Médée (Charpentier)

Médée (H. 491) ist eine Oper (Originalbezeichnung: Tragédie en musique) in einem Prolog und fünf Akten von Marc-Antoine Charpentier nach einem Libretto von Thomas Corneille.

Werkdaten
Originaltitel: Médée

Titelblatt des Librettos, Paris 1693

Form: Tragédie lyrique in einem Prolog und fünf Akten
Originalsprache: Französisch
Musik: Marc-Antoine Charpentier
Libretto: Thomas Corneille
Uraufführung: 4. Dezember 1693
Ort der Uraufführung: Palais-Royal, Paris
Spieldauer: ca. 3 Stunden
Ort und Zeit der Handlung: Korinth (Griechenland), mythische Zeit
Personen

Prolog

  • La Victoire/der Sieg (Sopran)
  • La Gloire/der Ruhm (Sopran)
  • Bellonne (Alt)
  • zwei Schäferinnen (2 Soprane)
  • Anführer des Volks (Bass)
  • ein Schäfer (Tenor)
  • Bewohner der Seinelandschaft, heroische Schäfer (Chor)

Handlung

  • Créon/Kreon, König von Korinth (Bass)
  • Médée/Medea, Prinzessin von Kolchis (Sopran)
  • Nérine, Vertraute Médées (Sopran)
  • Créuse/Kreusa, Tochter Créons (Sopran)
  • Cléone, Vertraute Créuses (Sopran)
  • L’Amour/die Liebe (Sopran)
  • eine Italienerin (Sopran)
  • zwei Gespenster (2 Soprane)
  • Jason, Prinz von Thessalien (Tenor)
  • Arcas, Vertrauter Jasons (Tenor)
  • Oronte, Prinz von Argos (Bariton)
  • zwei Korinther (Tenor, Haute-Contre)
  • zwei Argier (Haute-Contre, Bass)
  • La Jalousie/die Eifersucht (Tenor)
  • La Vengeance/die Rache (Bass)
  • drei Gefangene (Sopran, Alt, Haute-Contre)
  • Korinther, Bewohner von Argos, Gefolge Créons, Gefolge Orontes, Gefangene von L’Amour, Dämonen, Wachen, Geister (Chor)

Handlung

Prolog

Ländliche Gegend, von der Natur verschönert, mit Felsen und Wasserfällen

Eine Gruppe von Schäfern und Hirten huldigt Ludwig XIV. In einem Palast erscheinen als allegorische Figuren der Sieg, der Ruhm und Bellona. Sie erklären, dass sie auf der Seite Ludwigs stehen und dass der Krieg nicht das Schauspiel stören wird, in dem die Liebe besungen wird.
++++
- **ZU ERLEDIGENDE AUFGABEN**
a – Wo wurde die Oper laut dem Text über die Oper Médée uraufgeführt?
b – Führe den Text über die Oper Médée nach seinem letzten Satz weiter.
++++
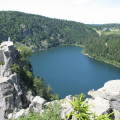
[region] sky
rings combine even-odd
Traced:
[[[0,0],[3,10],[85,24],[120,23],[120,0]]]

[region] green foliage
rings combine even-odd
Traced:
[[[53,95],[53,91],[50,85],[46,87],[46,84],[43,78],[35,77],[33,80],[33,86],[36,90],[36,94],[43,97],[47,101],[59,99],[59,95],[57,94]]]
[[[82,97],[81,97],[82,96]],[[78,100],[80,99],[80,97],[81,97],[81,101],[85,101],[85,99],[86,99],[86,95],[84,95],[83,93],[81,93],[81,94],[79,94],[79,95],[75,95],[74,97],[76,97]]]
[[[51,103],[48,106],[44,107],[44,112],[40,115],[39,112],[30,111],[28,117],[21,116],[19,120],[62,120],[61,119],[61,102],[54,102],[54,105]]]
[[[75,117],[75,120],[91,120],[90,119],[90,115],[91,115],[93,120],[112,120],[110,116],[114,112],[110,114],[107,113],[105,115],[97,116],[95,113],[92,113],[90,111],[91,105],[87,105],[87,101],[82,101],[82,97],[84,99],[83,93],[80,94],[79,100],[78,98],[74,97],[73,102],[68,101],[72,105],[74,112],[67,114],[67,119],[69,119],[70,116],[72,115]]]
[[[112,118],[110,117],[114,112],[108,114],[106,113],[105,115],[100,115],[100,116],[97,116],[95,114],[93,114],[94,116],[94,119],[95,120],[112,120]]]
[[[28,60],[27,57],[31,56],[31,52],[32,52],[32,49],[29,49],[28,47],[23,47],[23,46],[19,46],[18,49],[20,50],[20,54],[21,54],[21,61],[26,61]]]
[[[44,108],[44,113],[42,115],[42,120],[62,120],[61,119],[61,102],[49,103],[47,108]]]
[[[0,28],[0,42],[10,36],[14,44],[22,43],[36,50],[60,44],[84,44],[98,37],[91,26],[83,23],[15,11],[0,11]]]
[[[74,97],[73,102],[68,101],[73,109],[74,112],[67,115],[67,119],[70,118],[70,116],[74,116],[76,120],[90,120],[90,105],[87,105],[87,101],[82,101],[83,93],[80,96],[80,99],[78,100],[76,97]]]
[[[5,64],[4,62],[0,63],[0,65],[4,65],[4,64]]]
[[[21,70],[21,77],[29,88],[33,87],[33,79],[34,79],[33,72],[27,71],[25,66]]]
[[[16,64],[16,63],[14,63],[12,65],[11,69],[12,69],[13,72],[20,73],[20,66],[18,64]]]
++++
- **ANTWORTEN DER REIHE**
a – Im Palais-Royal in Paris.

b –
Erster Akt

Öffentlicher Platz mit Triumphbogen, Statuen und Trophäen auf Sockeln

[Médée und Jason befinden sich zurzeit unter dem Schutz von König Créon von Korinth. Der thessalische Herrscher Akastos fordert von Créon als Rache für den Tod seines Vaters Pelias Medeas Auslieferung. Oronte, König von Argos, wird nach Korinth kommen, um mit Créon ein Bündnis gegen Thessalien zu schließen. Als Pfand für das Bündnis ist ihm Créons Tochter Créuse versprochen.]

Médée empört sich bei ihrer Vertrauten Nérine über Jason, den sie für untreu hält. Nérine weist darauf hin, dass Créuse bereits Oronte versprochen ist und Jason deshalb wohl kaum Hoffnungen auf sie hege. Jason kehrt von einer Unterredung mit Créuse zurück. Créon hat noch keine Entscheidung getroffen, aber Jason hofft, dass Créuse sich bei ihrem Vater für seinen und Medeas Schutz einsetzt.

Als Médée gegangen ist, eröffnet Jason Arcas, dass er Créuse liebt. Er bringt es aber nicht übers Herz, dies Médée zu gestehen. Arcas warnt ihn davor, was Médée in Verzweiflung zu tun imstande wäre.

Oronte wird feierlich empfangen, aber wegen seiner Heirat wird er von Créon vertröstet.

Zweiter Akt

Vorhalle mit einem großen Säulengang

Créon versichert Médée seines Schutzes, verlangt dafür aber von ihr, seinen Hof zu verlassen, weil ihre Anwesenheit dort vom Volk mit Unmut gesehen wird. Gleichzeitig muss Jason bei Créon bleiben, um dessen Reich zu verteidigen. Médée macht sich zur Abreise bereit und überlässt ihre Kinder Créuse zur Obhut.

Bei einer Unterredung zwischen Créon und Créuse wird klar, dass eine Verbindung zwischen Créuse und Jason bereits beschlossen ist. Sowohl Médée als auch Oronte sind also getäuscht worden.

Der Akt endet mit einem Divertissement der Gefangenen der Liebe.

Dritter Akt

Beschwörungsort Médées

Médée und Oronte beklagen der Verrat derer, die sie lieben. Als Jason zu Médée kommt, hält sie ihm vor, ihre Verbannung zu erlauben. Er erwidert, dass sie nach dem Krieg wieder zusammenkommen werden.

Nérine berichtet Médée von Jasons Treulosigkeit, die sie von Arcas erfahren hat. Médée schwört Rache, wenn auch Nérine davor warnt, dass sie sich nur selbst bestraft, wenn sie Jason bestraft.

Médée beschwört die Geister der Unterwelt, die ihr einen Hexenkessel bringen. Ein Gift wird angemischt, um ein Kleid zu vergiften, das sie Créuse schenken wird.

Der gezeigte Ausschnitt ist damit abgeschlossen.